EXERCISE. Work out how many lines of the data hold the string "streak", and reply with that number alone.

DATA RECORDS.
---+---

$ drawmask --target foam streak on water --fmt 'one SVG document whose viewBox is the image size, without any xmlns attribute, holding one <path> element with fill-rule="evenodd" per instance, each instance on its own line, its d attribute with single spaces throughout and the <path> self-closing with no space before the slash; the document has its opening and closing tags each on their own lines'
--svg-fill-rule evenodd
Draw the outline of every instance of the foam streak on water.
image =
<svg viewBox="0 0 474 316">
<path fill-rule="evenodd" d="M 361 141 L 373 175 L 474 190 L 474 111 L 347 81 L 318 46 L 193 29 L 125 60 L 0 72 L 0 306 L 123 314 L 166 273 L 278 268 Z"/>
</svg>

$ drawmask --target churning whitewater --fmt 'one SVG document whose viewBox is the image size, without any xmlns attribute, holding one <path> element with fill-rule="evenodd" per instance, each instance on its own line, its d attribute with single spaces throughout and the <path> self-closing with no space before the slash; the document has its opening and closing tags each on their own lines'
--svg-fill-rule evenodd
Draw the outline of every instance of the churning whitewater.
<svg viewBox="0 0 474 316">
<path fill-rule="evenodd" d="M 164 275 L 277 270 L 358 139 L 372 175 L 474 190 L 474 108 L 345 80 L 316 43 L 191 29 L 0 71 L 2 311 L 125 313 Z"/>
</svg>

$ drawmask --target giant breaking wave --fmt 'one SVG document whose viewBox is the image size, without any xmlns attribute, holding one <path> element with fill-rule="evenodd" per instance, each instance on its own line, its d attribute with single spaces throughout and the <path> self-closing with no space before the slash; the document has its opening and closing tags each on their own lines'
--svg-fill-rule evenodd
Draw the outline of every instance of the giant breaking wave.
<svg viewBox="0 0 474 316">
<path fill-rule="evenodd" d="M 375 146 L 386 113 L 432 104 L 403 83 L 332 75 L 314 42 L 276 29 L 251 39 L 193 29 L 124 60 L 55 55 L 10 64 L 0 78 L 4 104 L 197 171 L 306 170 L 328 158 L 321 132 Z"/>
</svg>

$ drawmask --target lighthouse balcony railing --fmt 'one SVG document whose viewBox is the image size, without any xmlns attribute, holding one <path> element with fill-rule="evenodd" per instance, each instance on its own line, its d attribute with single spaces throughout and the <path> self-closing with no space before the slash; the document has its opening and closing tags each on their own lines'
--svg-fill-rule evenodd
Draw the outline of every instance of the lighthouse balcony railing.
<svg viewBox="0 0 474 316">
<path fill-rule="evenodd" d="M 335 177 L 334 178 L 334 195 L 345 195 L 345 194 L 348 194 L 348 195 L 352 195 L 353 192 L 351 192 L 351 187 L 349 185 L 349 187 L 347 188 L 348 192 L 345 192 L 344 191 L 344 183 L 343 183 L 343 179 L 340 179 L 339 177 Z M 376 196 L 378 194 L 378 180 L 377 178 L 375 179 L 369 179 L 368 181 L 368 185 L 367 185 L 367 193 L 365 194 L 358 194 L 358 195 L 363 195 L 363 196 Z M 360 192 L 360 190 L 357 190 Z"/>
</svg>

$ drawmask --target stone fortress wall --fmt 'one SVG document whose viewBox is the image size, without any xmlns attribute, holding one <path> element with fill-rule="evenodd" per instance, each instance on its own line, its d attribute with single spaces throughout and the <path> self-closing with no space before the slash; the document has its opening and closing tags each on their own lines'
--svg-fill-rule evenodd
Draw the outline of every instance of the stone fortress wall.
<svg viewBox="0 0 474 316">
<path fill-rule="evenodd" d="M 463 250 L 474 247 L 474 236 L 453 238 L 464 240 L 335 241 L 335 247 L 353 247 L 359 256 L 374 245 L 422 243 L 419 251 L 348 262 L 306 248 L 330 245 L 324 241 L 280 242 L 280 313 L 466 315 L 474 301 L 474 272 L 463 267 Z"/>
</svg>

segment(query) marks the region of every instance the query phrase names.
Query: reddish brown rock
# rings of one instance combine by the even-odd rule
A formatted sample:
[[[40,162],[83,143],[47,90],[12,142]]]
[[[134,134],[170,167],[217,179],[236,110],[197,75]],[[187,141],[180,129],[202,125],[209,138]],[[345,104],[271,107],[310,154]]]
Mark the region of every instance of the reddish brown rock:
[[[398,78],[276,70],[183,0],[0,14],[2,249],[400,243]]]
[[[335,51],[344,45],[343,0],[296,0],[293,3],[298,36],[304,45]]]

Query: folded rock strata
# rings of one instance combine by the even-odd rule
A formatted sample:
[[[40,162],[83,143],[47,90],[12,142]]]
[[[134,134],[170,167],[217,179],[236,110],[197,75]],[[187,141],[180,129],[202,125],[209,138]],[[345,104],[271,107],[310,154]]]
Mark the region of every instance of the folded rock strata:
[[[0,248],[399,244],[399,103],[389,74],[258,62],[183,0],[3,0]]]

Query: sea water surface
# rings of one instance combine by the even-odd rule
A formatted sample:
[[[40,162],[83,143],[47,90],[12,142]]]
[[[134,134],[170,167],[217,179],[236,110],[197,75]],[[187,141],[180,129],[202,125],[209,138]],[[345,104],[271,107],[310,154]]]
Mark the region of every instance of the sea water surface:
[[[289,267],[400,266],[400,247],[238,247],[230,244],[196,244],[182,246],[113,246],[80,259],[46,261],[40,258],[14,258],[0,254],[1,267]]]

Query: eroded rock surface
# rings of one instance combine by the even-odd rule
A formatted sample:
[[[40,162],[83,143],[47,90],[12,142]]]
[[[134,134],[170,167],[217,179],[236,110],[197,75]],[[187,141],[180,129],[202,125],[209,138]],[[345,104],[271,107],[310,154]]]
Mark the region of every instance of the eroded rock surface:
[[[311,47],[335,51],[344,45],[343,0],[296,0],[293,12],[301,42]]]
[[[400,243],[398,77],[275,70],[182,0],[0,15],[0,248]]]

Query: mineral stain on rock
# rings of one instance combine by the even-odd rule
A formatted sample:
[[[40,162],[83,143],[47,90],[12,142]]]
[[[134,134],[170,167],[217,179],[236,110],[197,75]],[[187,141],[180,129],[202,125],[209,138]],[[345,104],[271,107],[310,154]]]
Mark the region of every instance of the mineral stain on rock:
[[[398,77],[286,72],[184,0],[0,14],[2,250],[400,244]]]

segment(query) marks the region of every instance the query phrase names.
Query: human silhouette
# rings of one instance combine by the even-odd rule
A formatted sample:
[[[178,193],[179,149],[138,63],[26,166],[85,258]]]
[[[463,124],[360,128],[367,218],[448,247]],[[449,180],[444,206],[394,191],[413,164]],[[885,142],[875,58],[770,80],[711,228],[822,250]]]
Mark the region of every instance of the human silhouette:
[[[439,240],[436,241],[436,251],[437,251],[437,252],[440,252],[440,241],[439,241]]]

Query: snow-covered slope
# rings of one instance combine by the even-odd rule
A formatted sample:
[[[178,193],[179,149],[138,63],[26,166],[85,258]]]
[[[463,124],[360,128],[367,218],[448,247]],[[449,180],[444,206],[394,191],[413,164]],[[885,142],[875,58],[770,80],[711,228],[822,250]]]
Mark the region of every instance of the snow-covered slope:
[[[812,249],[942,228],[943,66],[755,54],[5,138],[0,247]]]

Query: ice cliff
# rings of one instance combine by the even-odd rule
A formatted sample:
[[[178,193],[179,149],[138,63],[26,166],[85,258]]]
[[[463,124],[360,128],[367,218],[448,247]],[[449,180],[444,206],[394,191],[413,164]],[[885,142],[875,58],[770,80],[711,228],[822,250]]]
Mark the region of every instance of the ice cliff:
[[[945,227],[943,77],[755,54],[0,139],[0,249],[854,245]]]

---+---

WRITTEN REPLY. 2